▸ **BRIEF**:
Convert the rows below into a numbered list, one line per item, omitting any blank lines.

▸ **DATA FOR THIS TASK**:
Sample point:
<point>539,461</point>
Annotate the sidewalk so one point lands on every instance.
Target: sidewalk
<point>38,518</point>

▸ **TASK SOLUTION**:
1. Sample point:
2. <point>539,461</point>
3. Annotate the sidewalk so one point lands on every instance.
4. Target: sidewalk
5. <point>38,518</point>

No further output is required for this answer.